Instructions for the task
Tally the lines in the rows below that contain the string "rough". Reply with that number alone.

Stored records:
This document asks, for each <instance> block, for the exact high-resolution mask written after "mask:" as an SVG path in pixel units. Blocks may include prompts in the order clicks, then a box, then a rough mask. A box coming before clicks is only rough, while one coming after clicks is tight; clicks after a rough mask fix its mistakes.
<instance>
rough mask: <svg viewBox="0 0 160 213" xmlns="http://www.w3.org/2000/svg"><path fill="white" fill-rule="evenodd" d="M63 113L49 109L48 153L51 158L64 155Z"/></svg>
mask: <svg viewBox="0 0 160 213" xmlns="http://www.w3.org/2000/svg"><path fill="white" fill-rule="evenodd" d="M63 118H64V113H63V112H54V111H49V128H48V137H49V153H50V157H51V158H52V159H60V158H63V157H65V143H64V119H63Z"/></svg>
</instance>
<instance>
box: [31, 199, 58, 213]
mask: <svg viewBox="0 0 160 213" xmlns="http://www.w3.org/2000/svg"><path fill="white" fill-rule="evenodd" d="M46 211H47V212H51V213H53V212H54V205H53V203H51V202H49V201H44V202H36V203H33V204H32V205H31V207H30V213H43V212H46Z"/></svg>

Solution to this task
2